To measure student outcomes, we evaluated both exam scores and failure rates—the latter calculated as the percentage of students who withdrew or received a D or F grade (“DFW rate”). Because high-structure courses add a large number of course points based on participation, we were concerned about grade inflation—specifically, the hypothesis that the DFW rate could go down in a high-structure course simply because struggling students amass participation-based nonexam points. To test this hypothesis, we analyzed simple linear regressions of the percent of exam points earned on total points earned and, thus, grade. The results suggest that grades were not inflating because of nonexam points. In fact, compared with terms with traditional instruction, exams seemed to be more important in explaining variation in final grade as we implemented additional aspects of high structure (S2 Text).

If at first you don’t succeed …

During experiment 1, the first author taught BIO 110 by adding one element of high structure to the course. Specifically, she replaced the traditional weekly homework assignment, consisting of about 30 questions in various formats, with an autograded, online, weekly practice exam. Practice exams differed from the homework assignments given in previous semesters in three ways: (1) they consisted of 15 multiple-choice questions drawn from old exams, (2) they could only be opened once instead of multiple times, and (3) all questions had to be completed within 30 minutes instead of having no time limit. During class, the first author frequently encouraged students to study the week’s material prior to taking each practice exam just as they would study for a regular exam. Our rationale for implementing the practice exams was that the incentive to “keep up” with a bit of exam-style studying every week throughout the semester, coupled with regular exposure to actual exam questions, would improve student success on regular exams. All other aspects of the course during this experiment 1 were the same as the control semesters. The experiment was motivated by the hypothesis that practice exams should have the highest benefit for students with the lowest cost of implementation, as they align closely with actual exams and are administered online.

The result? Both measures of student performance went down: exam scores decreased and DFW rates increased. Clearly, substituting a timed practice exam for a packet of study questions did not benefit students. Adding just one of three elements of high structure was not helpful. At EMU, the lowest-cost element of high structure, in terms of instructor effort, had a high cost to students.

Try …

In response, the first author committed to implementing all three aspects of a high-structure course to replicate the previously published designs as closely as possible. Prior to the start of experiment 2, she used funds from an internal EMU award for an in-person visit to the University of Washington to learn through observing the classroom dynamics of her collaborators. During the experiment 2 semester, students in the first author’s course prepared for each class session by (1) completing an assigned reading from the textbook, (2) taking an online, autograded quiz over the prereading, and (3) answering a set of open-response, guided-reading questions modeled on materials developed during a successful implementation of high structure [2]. Students turned in their written answers to the guided-reading questions at the beginning of each class session; graduate teaching assistants graded these responses during class, entered grades, and returned the assignments at the end of class.

Records supplied »
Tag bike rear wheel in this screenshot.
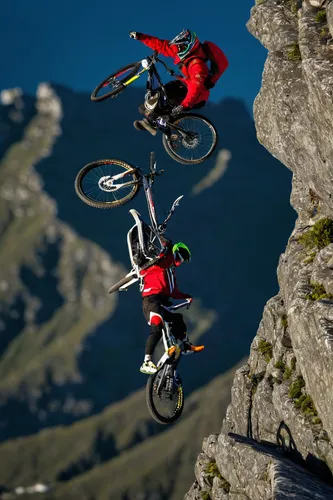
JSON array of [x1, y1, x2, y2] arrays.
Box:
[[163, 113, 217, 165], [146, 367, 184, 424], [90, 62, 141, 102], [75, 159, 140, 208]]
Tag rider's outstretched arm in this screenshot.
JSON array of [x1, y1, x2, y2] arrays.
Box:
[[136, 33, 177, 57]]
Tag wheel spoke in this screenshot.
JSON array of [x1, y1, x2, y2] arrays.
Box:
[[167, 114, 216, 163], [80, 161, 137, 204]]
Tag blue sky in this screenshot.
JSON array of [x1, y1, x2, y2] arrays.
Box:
---
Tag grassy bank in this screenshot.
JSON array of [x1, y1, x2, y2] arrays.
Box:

Complete the following »
1. In the course-structure passage, how many multiple-choice questions did each weekly practice exam in experiment 1 contain?
2. Please carry on the course-structure passage from its last sentence.
None of the material is needed here.

Outputs by task »
1. Fifteen

2.
During class, the instructor’s goal was to minimize the time spent on lecturing. Instead, students (1) worked in groups to complete activities and worksheets; (2) answered 3–5 graded clicker questions in the evidence-based, peer-instruction format [8]; and (3) were called on, at random, to respond to frequent verbal questions posed by the instructor. In addition, students completed autograded practice exams identical to those used in experiment 1, except that the time limit was removed. Students could also open their practice exams multiple times, instead of having to complete it in one sitting.

The result? There was no change in student exam performance or DFW rates relative to the control (lecture) terms. The high-structure format—modeled closely after course designs that had been successful at flagship public universities [2,3] and at a highly selective private institution [9]—was not helping EMU students.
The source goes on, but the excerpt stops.